- [Supplied passage]
— BEGIN —

That's a fair point; it could be all his fault. That being said, Chino isn't living anywhere near the other guys anymore, so who knows where the early writing actually took place? And it's not as though Steph has had any problem knocking it out of the park in the past.


----------



## jwade (Apr 17, 2016)

On a different topic, did anyone else get a strong Weezer vibe from the beginning of Pittura Infamante?


----------



## Velokki (Apr 17, 2016)

A couple of pages back we were talking about Deftones' live performance.

Now they've done couple of really high-production value live shoots on Jimmy Kimmel, which are quite good.

Hearts/Wires:
https://www.youtube.com/watch?v=I2Z4nI2wmNY

Prayers/Triangles:
https://www.youtube.com/watch?v=60RpaXx03yQ

But I gotta say, I believe there's something done to Chino's vocals in post. Not sure, but it's strange that suddenly most of the time when his voice starts to go out of pitch, he'd just return to the normal pitch. In most live takes it just goes all to hell if he loses the pitch. Either he's done a lot of practice drills and warm-ups and he's genuinely much better, or there's some post-editing in the videos. Especially in these higher profile takes such as Jimmy Kimmel, record companies surely want the best out of their bands, and I wouldn't be surprised at all if some parts were corrected in post.

— END —

- [The task]
In the Deftones thread, write the stretch from "That's a fair" through "in the past." again, updating "early writing" to "initial songwriting".

- [Data]
— BEGIN —

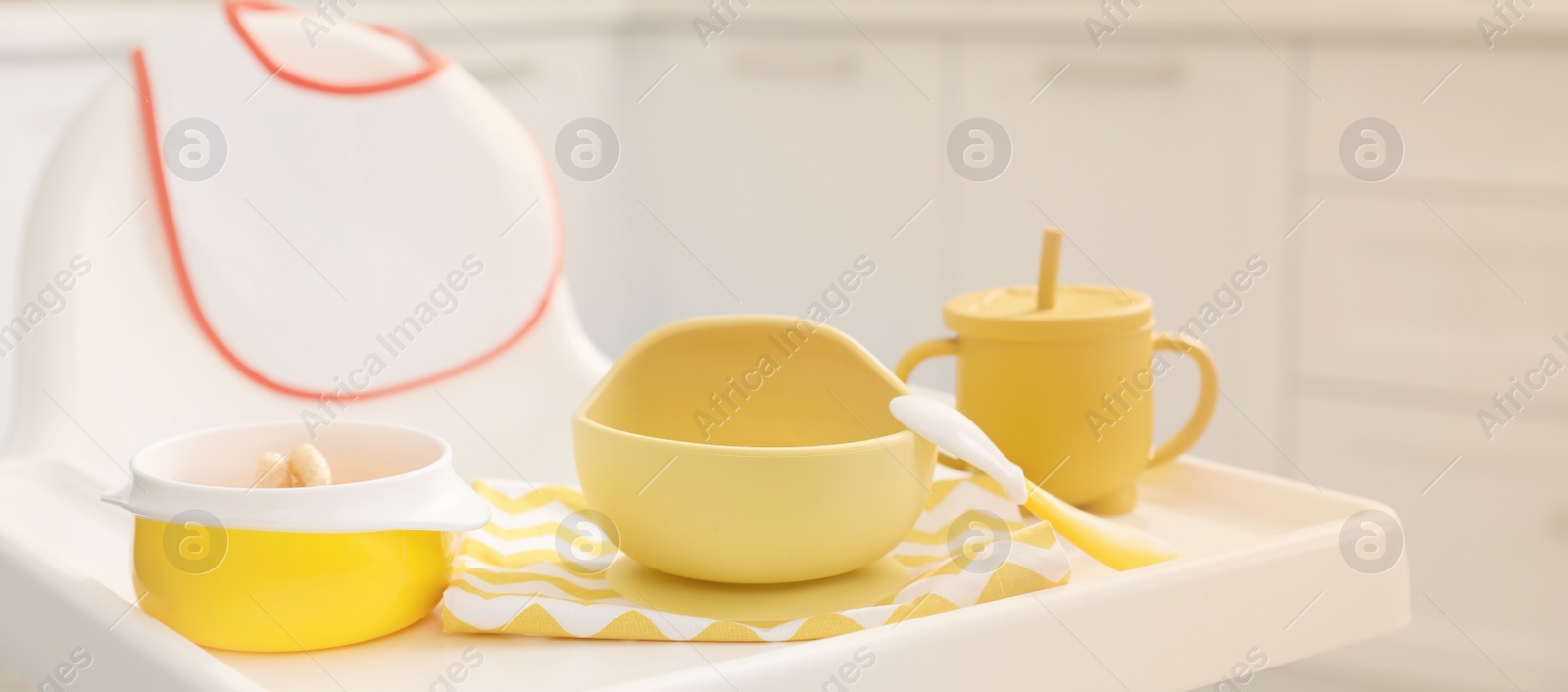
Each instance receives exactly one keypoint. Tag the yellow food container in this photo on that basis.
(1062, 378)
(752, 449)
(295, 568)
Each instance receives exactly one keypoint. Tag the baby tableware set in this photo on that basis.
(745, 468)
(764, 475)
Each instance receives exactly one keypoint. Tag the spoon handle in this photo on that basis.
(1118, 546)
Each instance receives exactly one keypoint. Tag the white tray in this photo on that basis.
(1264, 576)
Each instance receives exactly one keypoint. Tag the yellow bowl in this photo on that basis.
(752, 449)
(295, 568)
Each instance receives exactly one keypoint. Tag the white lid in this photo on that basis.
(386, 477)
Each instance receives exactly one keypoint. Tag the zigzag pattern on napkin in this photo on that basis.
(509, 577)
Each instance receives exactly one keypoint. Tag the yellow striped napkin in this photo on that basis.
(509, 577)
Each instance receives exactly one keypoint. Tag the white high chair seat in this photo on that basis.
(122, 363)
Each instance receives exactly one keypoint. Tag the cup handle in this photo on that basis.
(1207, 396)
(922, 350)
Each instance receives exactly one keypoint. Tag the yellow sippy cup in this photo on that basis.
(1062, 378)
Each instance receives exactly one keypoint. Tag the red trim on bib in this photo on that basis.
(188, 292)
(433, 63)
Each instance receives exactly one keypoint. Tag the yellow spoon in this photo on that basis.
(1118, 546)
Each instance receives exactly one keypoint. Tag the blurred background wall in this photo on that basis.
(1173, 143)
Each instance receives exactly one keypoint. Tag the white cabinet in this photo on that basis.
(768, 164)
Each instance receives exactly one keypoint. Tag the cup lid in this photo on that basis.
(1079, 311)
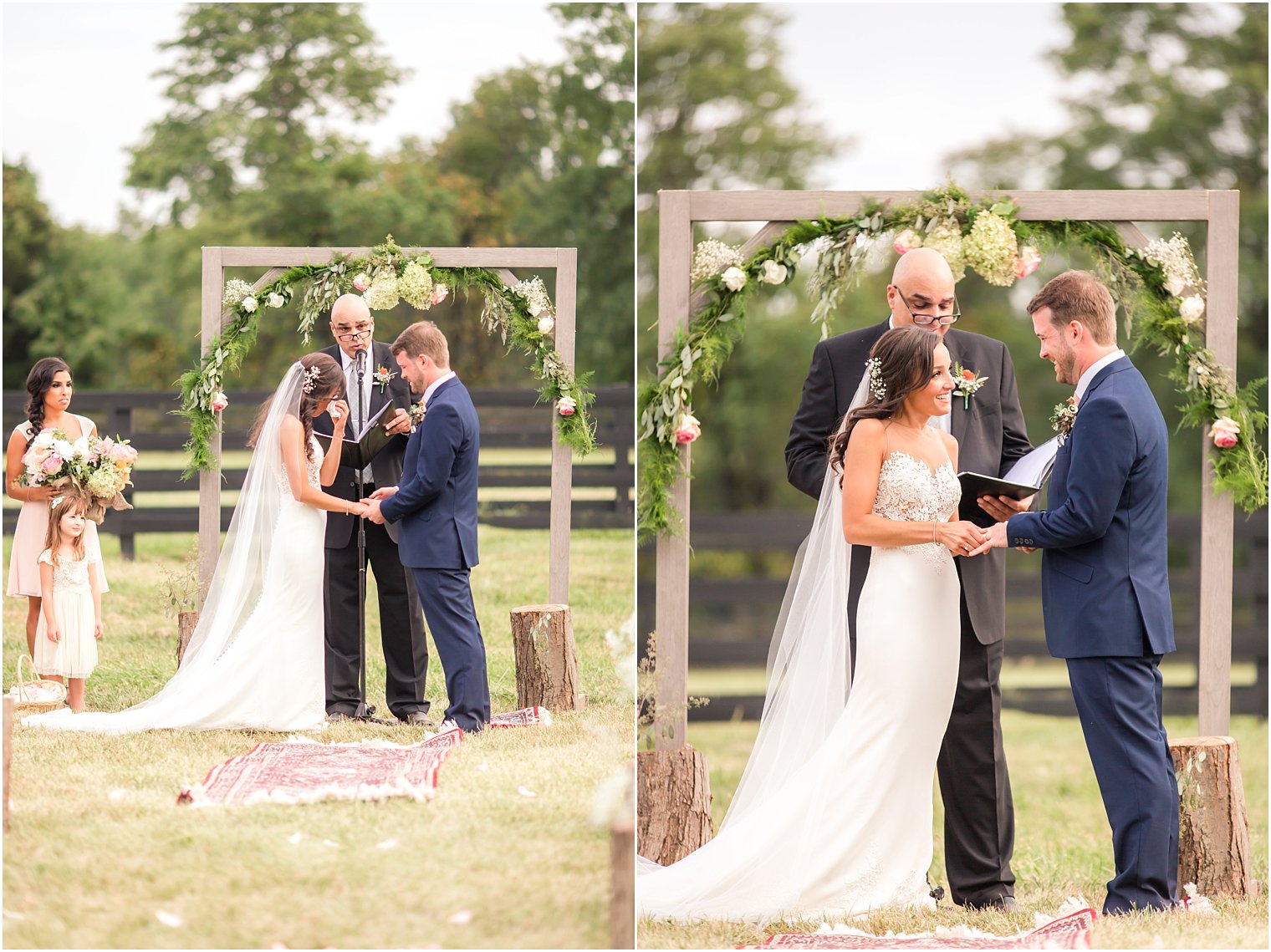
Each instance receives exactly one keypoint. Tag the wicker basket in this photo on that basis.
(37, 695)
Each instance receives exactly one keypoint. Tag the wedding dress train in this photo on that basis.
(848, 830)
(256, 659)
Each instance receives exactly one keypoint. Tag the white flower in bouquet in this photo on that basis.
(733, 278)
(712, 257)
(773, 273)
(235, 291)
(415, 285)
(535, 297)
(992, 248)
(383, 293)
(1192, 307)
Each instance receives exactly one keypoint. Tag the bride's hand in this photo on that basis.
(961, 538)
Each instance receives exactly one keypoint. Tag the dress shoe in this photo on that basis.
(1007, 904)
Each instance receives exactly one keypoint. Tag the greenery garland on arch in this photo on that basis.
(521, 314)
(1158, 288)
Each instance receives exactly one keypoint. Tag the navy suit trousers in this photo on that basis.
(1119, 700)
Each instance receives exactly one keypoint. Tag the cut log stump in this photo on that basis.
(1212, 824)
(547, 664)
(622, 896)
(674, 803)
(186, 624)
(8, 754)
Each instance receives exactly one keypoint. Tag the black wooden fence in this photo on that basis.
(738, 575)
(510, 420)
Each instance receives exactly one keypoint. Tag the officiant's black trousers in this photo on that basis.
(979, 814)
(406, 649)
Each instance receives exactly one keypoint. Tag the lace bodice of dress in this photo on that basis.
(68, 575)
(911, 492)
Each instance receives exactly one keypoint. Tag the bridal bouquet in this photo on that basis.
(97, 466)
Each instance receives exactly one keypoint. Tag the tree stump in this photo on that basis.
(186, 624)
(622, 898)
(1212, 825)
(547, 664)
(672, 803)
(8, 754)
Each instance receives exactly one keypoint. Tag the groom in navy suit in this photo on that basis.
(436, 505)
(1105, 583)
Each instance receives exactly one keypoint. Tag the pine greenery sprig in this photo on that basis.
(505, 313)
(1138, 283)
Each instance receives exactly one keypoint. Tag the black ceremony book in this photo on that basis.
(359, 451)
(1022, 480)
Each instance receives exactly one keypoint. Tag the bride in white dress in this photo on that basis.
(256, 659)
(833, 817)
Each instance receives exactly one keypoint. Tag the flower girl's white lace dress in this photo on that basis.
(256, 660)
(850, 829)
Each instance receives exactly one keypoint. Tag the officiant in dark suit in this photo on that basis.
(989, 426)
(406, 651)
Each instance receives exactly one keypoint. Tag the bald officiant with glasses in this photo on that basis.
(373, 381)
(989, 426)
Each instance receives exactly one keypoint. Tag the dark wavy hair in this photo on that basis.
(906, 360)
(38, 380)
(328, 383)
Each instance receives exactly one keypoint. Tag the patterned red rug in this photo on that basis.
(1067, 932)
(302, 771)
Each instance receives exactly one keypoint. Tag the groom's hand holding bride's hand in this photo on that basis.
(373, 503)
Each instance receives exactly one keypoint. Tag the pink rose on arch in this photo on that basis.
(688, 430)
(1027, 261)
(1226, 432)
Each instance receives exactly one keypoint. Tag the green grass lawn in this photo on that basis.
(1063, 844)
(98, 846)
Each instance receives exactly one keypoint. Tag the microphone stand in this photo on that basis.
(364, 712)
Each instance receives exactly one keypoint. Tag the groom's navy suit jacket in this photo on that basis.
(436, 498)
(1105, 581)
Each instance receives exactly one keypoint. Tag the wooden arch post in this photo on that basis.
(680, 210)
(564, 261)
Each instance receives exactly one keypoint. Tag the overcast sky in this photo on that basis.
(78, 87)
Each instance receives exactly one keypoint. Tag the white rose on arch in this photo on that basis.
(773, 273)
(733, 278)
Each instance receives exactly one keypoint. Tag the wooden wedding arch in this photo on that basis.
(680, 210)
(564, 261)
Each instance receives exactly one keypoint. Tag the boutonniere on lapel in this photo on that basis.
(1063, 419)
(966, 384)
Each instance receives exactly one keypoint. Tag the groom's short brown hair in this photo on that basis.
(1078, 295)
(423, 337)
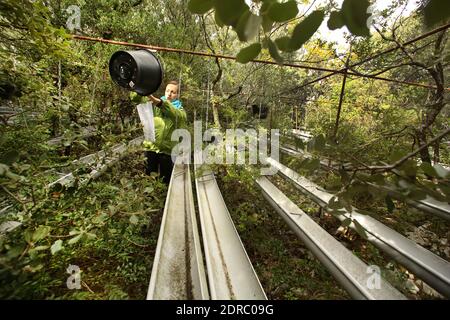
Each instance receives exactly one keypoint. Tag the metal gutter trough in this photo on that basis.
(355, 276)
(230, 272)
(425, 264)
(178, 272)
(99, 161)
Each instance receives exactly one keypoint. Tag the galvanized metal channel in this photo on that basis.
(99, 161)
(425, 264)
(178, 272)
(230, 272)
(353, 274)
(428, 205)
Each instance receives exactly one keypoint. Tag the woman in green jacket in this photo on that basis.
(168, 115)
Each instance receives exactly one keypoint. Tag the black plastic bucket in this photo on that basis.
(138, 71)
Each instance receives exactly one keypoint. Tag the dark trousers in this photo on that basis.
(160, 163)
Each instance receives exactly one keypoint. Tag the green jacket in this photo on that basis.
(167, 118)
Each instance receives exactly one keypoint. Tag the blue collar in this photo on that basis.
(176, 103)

— END —

- [Exercise output]
That's a fair point; it could be all his fault. That being said, Chino isn't living anywhere near the other guys anymore, so who knows where the initial songwriting actually took place? And it's not as though Steph has had any problem knocking it out of the park in the past.